What is needed — The required output is every entry, printed exactly as written.

Collected data —
*** Begin section ***

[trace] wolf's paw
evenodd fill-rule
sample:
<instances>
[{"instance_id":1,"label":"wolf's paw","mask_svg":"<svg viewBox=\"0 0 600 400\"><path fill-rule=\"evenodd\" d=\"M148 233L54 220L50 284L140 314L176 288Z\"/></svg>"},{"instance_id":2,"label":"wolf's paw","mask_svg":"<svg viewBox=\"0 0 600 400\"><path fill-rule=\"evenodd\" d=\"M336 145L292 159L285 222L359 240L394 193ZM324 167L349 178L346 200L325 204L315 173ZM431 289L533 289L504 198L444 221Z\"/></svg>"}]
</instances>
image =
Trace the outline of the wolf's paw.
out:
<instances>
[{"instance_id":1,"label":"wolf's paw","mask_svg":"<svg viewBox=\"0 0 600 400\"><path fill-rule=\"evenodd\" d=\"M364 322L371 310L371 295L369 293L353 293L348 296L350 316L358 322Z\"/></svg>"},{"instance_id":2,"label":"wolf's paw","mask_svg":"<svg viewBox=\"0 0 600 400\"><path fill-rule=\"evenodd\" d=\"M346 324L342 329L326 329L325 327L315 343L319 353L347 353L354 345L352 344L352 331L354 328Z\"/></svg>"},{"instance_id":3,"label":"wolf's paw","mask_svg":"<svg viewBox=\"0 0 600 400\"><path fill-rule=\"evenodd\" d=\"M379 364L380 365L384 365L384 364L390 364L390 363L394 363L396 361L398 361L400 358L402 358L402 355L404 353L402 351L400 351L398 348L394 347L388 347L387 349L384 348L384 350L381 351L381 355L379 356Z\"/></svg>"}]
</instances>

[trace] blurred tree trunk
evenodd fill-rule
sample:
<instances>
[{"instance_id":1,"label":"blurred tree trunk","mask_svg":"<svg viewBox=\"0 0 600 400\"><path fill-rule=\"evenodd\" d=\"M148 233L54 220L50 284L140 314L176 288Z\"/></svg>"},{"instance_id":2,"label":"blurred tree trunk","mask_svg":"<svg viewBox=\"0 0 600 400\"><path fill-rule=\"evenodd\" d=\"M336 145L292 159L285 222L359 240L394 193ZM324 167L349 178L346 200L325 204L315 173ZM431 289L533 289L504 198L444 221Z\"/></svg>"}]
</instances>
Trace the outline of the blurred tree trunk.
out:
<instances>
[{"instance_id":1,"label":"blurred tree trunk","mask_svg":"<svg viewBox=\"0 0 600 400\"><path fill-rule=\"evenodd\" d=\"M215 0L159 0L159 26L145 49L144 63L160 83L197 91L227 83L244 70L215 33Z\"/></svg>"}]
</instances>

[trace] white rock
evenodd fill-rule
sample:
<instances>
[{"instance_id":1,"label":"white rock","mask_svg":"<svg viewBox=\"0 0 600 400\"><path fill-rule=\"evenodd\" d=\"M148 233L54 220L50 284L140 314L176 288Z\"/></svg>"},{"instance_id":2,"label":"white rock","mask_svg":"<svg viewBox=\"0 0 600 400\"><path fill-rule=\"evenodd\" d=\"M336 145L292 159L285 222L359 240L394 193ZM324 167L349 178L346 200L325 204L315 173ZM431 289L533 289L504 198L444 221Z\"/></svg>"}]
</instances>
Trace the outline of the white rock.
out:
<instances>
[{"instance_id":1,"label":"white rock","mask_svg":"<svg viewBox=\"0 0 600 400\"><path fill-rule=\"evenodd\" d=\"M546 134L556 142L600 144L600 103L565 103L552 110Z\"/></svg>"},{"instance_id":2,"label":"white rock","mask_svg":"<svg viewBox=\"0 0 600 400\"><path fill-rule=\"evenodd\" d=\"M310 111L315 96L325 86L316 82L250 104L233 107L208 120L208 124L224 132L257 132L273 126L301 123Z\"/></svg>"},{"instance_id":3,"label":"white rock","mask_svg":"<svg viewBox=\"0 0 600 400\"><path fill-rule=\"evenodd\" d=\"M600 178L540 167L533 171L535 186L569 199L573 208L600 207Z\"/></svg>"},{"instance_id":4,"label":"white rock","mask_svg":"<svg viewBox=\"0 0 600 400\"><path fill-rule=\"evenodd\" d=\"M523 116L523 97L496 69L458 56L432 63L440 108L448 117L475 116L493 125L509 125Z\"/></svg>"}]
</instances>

*** End section ***

Exercise output —
[trace] wolf's paw
evenodd fill-rule
sample:
<instances>
[{"instance_id":1,"label":"wolf's paw","mask_svg":"<svg viewBox=\"0 0 600 400\"><path fill-rule=\"evenodd\" d=\"M148 233L54 220L50 284L140 314L176 288Z\"/></svg>"},{"instance_id":2,"label":"wolf's paw","mask_svg":"<svg viewBox=\"0 0 600 400\"><path fill-rule=\"evenodd\" d=\"M336 145L292 159L285 222L359 240L394 193ZM324 167L349 178L346 200L325 204L315 173ZM431 289L533 289L504 198L444 221Z\"/></svg>"}]
</instances>
image =
Trace the outline of the wolf's paw.
out:
<instances>
[{"instance_id":1,"label":"wolf's paw","mask_svg":"<svg viewBox=\"0 0 600 400\"><path fill-rule=\"evenodd\" d=\"M364 322L371 310L371 295L369 293L353 293L348 296L350 316L358 322Z\"/></svg>"},{"instance_id":2,"label":"wolf's paw","mask_svg":"<svg viewBox=\"0 0 600 400\"><path fill-rule=\"evenodd\" d=\"M346 324L342 329L326 329L325 327L315 343L319 353L347 353L354 345L352 344L352 331L354 328Z\"/></svg>"},{"instance_id":3,"label":"wolf's paw","mask_svg":"<svg viewBox=\"0 0 600 400\"><path fill-rule=\"evenodd\" d=\"M379 364L380 365L384 365L384 364L390 364L390 363L394 363L396 361L398 361L400 358L402 358L402 355L404 353L402 351L400 351L398 348L394 347L388 347L387 349L384 348L384 350L381 351L381 355L379 356Z\"/></svg>"}]
</instances>

[trace] blurred tree trunk
evenodd fill-rule
sample:
<instances>
[{"instance_id":1,"label":"blurred tree trunk","mask_svg":"<svg viewBox=\"0 0 600 400\"><path fill-rule=\"evenodd\" d=\"M148 233L54 220L50 284L140 314L176 288Z\"/></svg>"},{"instance_id":2,"label":"blurred tree trunk","mask_svg":"<svg viewBox=\"0 0 600 400\"><path fill-rule=\"evenodd\" d=\"M336 145L292 159L285 222L359 240L394 193ZM324 167L349 178L346 200L325 204L315 173ZM431 289L533 289L504 198L444 221Z\"/></svg>"}]
</instances>
Trace the outline of the blurred tree trunk.
out:
<instances>
[{"instance_id":1,"label":"blurred tree trunk","mask_svg":"<svg viewBox=\"0 0 600 400\"><path fill-rule=\"evenodd\" d=\"M215 0L159 0L159 26L145 49L144 63L160 83L197 91L227 83L244 70L215 33Z\"/></svg>"}]
</instances>

[trace] white rock
evenodd fill-rule
sample:
<instances>
[{"instance_id":1,"label":"white rock","mask_svg":"<svg viewBox=\"0 0 600 400\"><path fill-rule=\"evenodd\" d=\"M148 233L54 220L50 284L140 314L176 288Z\"/></svg>"},{"instance_id":2,"label":"white rock","mask_svg":"<svg viewBox=\"0 0 600 400\"><path fill-rule=\"evenodd\" d=\"M336 145L292 159L285 222L359 240L394 193ZM324 167L349 178L346 200L325 204L315 173ZM431 289L533 289L504 198L444 221Z\"/></svg>"}]
</instances>
Trace the outline of the white rock.
out:
<instances>
[{"instance_id":1,"label":"white rock","mask_svg":"<svg viewBox=\"0 0 600 400\"><path fill-rule=\"evenodd\" d=\"M546 134L556 142L600 144L600 103L565 103L552 110Z\"/></svg>"},{"instance_id":2,"label":"white rock","mask_svg":"<svg viewBox=\"0 0 600 400\"><path fill-rule=\"evenodd\" d=\"M310 111L315 96L325 86L316 82L250 104L233 107L208 120L208 124L224 132L257 132L273 126L301 123Z\"/></svg>"},{"instance_id":3,"label":"white rock","mask_svg":"<svg viewBox=\"0 0 600 400\"><path fill-rule=\"evenodd\" d=\"M600 178L540 167L533 171L535 186L569 199L573 208L600 207Z\"/></svg>"},{"instance_id":4,"label":"white rock","mask_svg":"<svg viewBox=\"0 0 600 400\"><path fill-rule=\"evenodd\" d=\"M523 116L523 97L496 69L458 56L432 63L440 108L448 117L475 116L493 125L509 125Z\"/></svg>"}]
</instances>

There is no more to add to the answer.